## [RECORDS]
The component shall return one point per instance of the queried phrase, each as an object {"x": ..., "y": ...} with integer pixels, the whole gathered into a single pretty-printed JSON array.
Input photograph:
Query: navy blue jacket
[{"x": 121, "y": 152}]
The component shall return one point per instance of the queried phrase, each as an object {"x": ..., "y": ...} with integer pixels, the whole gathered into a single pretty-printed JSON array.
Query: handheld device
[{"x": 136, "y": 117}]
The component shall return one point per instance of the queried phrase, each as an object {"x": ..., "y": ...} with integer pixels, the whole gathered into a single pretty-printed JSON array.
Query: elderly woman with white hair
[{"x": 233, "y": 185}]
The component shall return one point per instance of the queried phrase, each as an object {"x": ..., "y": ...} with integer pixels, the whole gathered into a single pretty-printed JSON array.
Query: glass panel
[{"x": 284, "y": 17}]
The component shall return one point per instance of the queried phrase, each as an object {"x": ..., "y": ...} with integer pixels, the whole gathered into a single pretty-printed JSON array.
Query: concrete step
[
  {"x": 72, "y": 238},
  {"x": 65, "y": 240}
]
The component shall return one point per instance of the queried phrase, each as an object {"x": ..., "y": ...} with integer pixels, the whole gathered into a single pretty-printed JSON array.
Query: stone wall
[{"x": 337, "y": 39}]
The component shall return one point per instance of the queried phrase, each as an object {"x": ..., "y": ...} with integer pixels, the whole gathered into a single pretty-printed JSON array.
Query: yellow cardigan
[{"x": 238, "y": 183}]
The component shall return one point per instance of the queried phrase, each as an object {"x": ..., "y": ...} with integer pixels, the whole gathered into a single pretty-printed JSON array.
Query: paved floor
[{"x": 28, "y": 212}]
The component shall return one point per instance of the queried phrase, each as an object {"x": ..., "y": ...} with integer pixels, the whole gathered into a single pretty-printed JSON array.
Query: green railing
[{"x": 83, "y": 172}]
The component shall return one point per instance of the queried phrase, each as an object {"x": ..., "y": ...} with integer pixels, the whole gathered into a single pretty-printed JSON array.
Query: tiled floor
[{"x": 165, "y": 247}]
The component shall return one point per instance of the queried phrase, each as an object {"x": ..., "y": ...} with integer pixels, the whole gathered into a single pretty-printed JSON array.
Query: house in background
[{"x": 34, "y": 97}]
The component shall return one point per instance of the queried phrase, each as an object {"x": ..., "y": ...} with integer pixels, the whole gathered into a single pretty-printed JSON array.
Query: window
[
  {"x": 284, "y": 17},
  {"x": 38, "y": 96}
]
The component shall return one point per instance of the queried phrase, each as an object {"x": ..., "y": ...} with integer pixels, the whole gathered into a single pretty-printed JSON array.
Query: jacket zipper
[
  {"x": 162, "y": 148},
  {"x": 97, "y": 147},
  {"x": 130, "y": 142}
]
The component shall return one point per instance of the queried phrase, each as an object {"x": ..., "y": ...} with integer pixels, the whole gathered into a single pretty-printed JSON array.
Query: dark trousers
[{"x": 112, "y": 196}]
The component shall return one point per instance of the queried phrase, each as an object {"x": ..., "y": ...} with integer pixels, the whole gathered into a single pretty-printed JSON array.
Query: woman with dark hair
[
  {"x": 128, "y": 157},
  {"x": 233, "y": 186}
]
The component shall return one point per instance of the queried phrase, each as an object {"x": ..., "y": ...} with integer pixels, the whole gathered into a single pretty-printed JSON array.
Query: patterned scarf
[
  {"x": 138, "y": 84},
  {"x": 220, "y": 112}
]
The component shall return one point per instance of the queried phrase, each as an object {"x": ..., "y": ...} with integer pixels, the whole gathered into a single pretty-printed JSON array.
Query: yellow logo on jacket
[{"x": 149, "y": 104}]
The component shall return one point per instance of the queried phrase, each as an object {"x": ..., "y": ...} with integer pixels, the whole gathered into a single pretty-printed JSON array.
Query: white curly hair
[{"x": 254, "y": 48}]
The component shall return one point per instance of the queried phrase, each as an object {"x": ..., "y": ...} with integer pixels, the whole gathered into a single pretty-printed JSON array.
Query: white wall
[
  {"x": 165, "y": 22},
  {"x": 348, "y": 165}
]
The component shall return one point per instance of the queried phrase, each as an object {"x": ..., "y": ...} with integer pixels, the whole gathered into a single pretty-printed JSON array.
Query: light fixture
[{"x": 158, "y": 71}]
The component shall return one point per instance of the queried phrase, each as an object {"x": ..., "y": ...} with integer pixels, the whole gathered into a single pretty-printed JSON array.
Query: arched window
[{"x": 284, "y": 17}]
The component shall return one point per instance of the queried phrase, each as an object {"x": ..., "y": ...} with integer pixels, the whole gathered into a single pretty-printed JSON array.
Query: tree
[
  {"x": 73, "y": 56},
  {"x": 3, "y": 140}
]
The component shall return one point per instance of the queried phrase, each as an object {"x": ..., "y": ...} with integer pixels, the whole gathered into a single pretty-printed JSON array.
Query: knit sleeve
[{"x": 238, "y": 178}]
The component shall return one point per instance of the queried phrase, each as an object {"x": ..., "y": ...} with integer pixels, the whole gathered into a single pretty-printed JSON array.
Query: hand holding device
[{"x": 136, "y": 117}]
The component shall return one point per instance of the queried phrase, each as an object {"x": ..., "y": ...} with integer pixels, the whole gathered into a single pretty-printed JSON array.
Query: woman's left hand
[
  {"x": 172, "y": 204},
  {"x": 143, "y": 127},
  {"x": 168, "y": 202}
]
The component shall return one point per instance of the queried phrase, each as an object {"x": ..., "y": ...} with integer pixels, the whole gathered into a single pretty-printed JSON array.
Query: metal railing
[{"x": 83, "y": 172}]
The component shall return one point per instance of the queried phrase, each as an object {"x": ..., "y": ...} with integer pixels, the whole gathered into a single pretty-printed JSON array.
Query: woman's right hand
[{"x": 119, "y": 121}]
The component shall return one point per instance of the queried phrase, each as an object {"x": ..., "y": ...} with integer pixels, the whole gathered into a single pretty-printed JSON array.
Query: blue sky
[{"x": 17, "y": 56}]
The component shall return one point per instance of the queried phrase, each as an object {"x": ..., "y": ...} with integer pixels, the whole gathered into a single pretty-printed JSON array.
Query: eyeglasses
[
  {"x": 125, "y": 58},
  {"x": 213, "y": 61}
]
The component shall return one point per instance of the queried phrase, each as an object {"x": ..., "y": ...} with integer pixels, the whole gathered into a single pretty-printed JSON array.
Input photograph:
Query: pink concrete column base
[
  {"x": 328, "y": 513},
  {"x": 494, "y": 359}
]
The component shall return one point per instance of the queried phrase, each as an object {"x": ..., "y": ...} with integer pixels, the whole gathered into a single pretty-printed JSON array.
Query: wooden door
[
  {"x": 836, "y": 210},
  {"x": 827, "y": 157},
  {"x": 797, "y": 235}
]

## [WHAT YOU SHOULD DO]
Set all of the entries down again, exactly as they were given.

## [EXERCISE SOLUTION]
The component shall return one point per instance of the queried phrase, each as an object {"x": ..., "y": ...} with integer pixels, the whole gathered into a single pretty-printed JSON array.
Input photograph:
Query: navy blue jacket
[{"x": 121, "y": 152}]
The component shall return one point per instance of the queried phrase, each as an object {"x": ..., "y": ...} with integer pixels, the whole gathered into a single pretty-printed JSON array.
Query: handheld device
[{"x": 136, "y": 117}]
The component shall return one point per instance of the queried phrase, each as an object {"x": ..., "y": ...} with integer pixels, the whole gathered into a single pretty-printed JSON array.
Query: elderly woman with white hair
[{"x": 233, "y": 185}]
The component shall return one point per instance of the queried phrase, each as an object {"x": ..., "y": ...} with integer pixels, the whole gathered into a single pretty-printed JSON array.
Query: glass panel
[{"x": 284, "y": 17}]
The component shall return one point per instance of the queried phrase, each as an object {"x": ..., "y": ...} with integer pixels, the whole gathered into a single pretty-printed JSON array.
Query: concrete step
[
  {"x": 72, "y": 238},
  {"x": 65, "y": 240}
]
The component shall return one point per instance of the queried phrase, each as an object {"x": ..., "y": ...} with integer pixels, the whole gathered into a single pretty-printed JSON array.
Query: stone wall
[{"x": 337, "y": 39}]
The component shall return one point per instance of the queried phrase, each as an object {"x": ..., "y": ...} with integer pixels, the whole gathered into a single pretty-printed JSON array.
Query: yellow cardigan
[{"x": 238, "y": 183}]
The component shall return one point per instance of the queried phrase, each as an object {"x": ..., "y": ...} with integer pixels, the whole gathered into a single pretty-printed JSON array.
Query: paved floor
[{"x": 28, "y": 212}]
The component shall return one point per instance of the queried phrase, each as an object {"x": ..., "y": ...} with integer pixels, the whole gathered into a single pretty-printed JSON array.
Query: green railing
[{"x": 83, "y": 172}]
The component shall return one point per instance of the queried phrase, each as an object {"x": ..., "y": ...} with integer pixels, the whole gathered into a single pretty-printed JSON array.
Query: tiled floor
[{"x": 165, "y": 247}]
The component shall return one point per instance of the queried phrase, each as an object {"x": ..., "y": ...} with integer pixels, the whole gathered into a single pretty-printed JSON array.
Query: house in background
[{"x": 34, "y": 97}]
The component shall return one point per instance of the queried phrase, each as an object {"x": ..., "y": ...} with integer pixels, the whole gathered into a single pretty-printed JSON array.
Query: window
[
  {"x": 284, "y": 17},
  {"x": 38, "y": 96}
]
The component shall return one point per instance of the queried phrase, each as an object {"x": ..., "y": ...} with integer pixels, the whole gathered into a single pretty-printed JSON array.
Query: jacket zipper
[
  {"x": 162, "y": 148},
  {"x": 97, "y": 147},
  {"x": 130, "y": 142}
]
The component shall return one point per instance of the queried phrase, each as an object {"x": ..., "y": ...} with integer pixels, the whole gathered into a single pretty-printed JSON array.
Query: dark trousers
[{"x": 112, "y": 196}]
The component shall return one point per instance of the queried phrase, each as an object {"x": ..., "y": ...} with integer pixels, the whole gathered into a single pretty-printed JSON array.
Query: woman with dark hair
[
  {"x": 128, "y": 157},
  {"x": 233, "y": 186}
]
The component shall return one point per instance of the queried phrase, each as an object {"x": ..., "y": ...} with integer pixels, the whole gathered into a single pretty-printed JSON array.
Query: patterned scarf
[
  {"x": 138, "y": 84},
  {"x": 220, "y": 112}
]
The component shall return one point per instance of the queried phrase, each as an object {"x": ..., "y": ...} with integer pixels, the whole gathered into a single pretty-printed JSON array.
Query: yellow logo on jacket
[{"x": 149, "y": 104}]
The component shall return one point per instance of the queried phrase, each as an object {"x": ..., "y": ...} with integer pixels, the whole gathered into a single pretty-printed JSON array.
Query: white curly hair
[{"x": 254, "y": 48}]
The component shall return one point per instance of the queried phrase, each as an object {"x": ..., "y": ...} with integer pixels, the whole gathered into a single pretty-printed JSON array.
Query: white wall
[
  {"x": 165, "y": 22},
  {"x": 348, "y": 165}
]
The component shall return one point per instance of the queried phrase, each as an object {"x": ..., "y": ...} with integer pixels, the whole gathered into a single pretty-printed JSON array.
Query: light fixture
[{"x": 158, "y": 71}]
The component shall return one point per instance of the queried phrase, each as an object {"x": ..., "y": ...} with integer pixels, the whole gathered into a single pretty-printed JSON array.
Query: arched window
[{"x": 284, "y": 17}]
The component shall return one point per instance of the queried phrase, each as an object {"x": ..., "y": ...} with integer pixels, the whole gathered into a single pretty-printed JSON array.
Query: tree
[
  {"x": 73, "y": 56},
  {"x": 3, "y": 140}
]
The component shall return one point per instance of the queried phrase, each as an object {"x": ..., "y": ...} with integer pixels, the whole gathered into a single pretty-printed JSON array.
Query: knit sleeve
[{"x": 238, "y": 178}]
The component shall return one point per instance of the queried phrase, each as an object {"x": ..., "y": ...} with integer pixels, the whole gathered into a single pretty-printed JSON array.
Query: hand holding device
[{"x": 136, "y": 117}]
The component shall return one point per instance of the queried phrase, each as an object {"x": ..., "y": ...} with integer pixels, the whole gathered into a single pretty-printed JSON array.
Query: woman's left hand
[
  {"x": 172, "y": 204},
  {"x": 143, "y": 127},
  {"x": 168, "y": 202}
]
The component shall return one point per instance of the queried phrase, each as an object {"x": ..., "y": ...} with integer pixels, the whole gathered into a single pretty-printed JSON array.
Query: metal railing
[{"x": 83, "y": 172}]
The component shall return one point per instance of the queried phrase, each as an object {"x": ..., "y": ...} with integer pixels, the whole gathered into a single pretty-printed JSON array.
Query: woman's right hand
[{"x": 119, "y": 121}]
The component shall return one point per instance of the queried phrase, each as an object {"x": ..., "y": ...} with integer pixels, the whole gathered into a single pretty-printed JSON array.
Query: blue sky
[{"x": 17, "y": 56}]
The component shall return one point per instance of the queried phrase, each as an object {"x": ..., "y": ...} with integer pixels, the whole gathered into a single pretty-printed JSON array.
Query: eyeglasses
[
  {"x": 125, "y": 58},
  {"x": 213, "y": 61}
]
The component shall return one point per instance of the queried phrase, each as an object {"x": ..., "y": ...} with integer pixels, the whole gathered into a single pretty-printed JSON array.
Input photograph:
Query: pink concrete column base
[
  {"x": 328, "y": 513},
  {"x": 494, "y": 359}
]
The component shall return one point per instance of the queried phrase, each as an object {"x": ..., "y": ...} with integer pixels, the whole gathered into a single pretty-printed JSON array.
Query: wooden door
[
  {"x": 836, "y": 210},
  {"x": 827, "y": 157},
  {"x": 797, "y": 235}
]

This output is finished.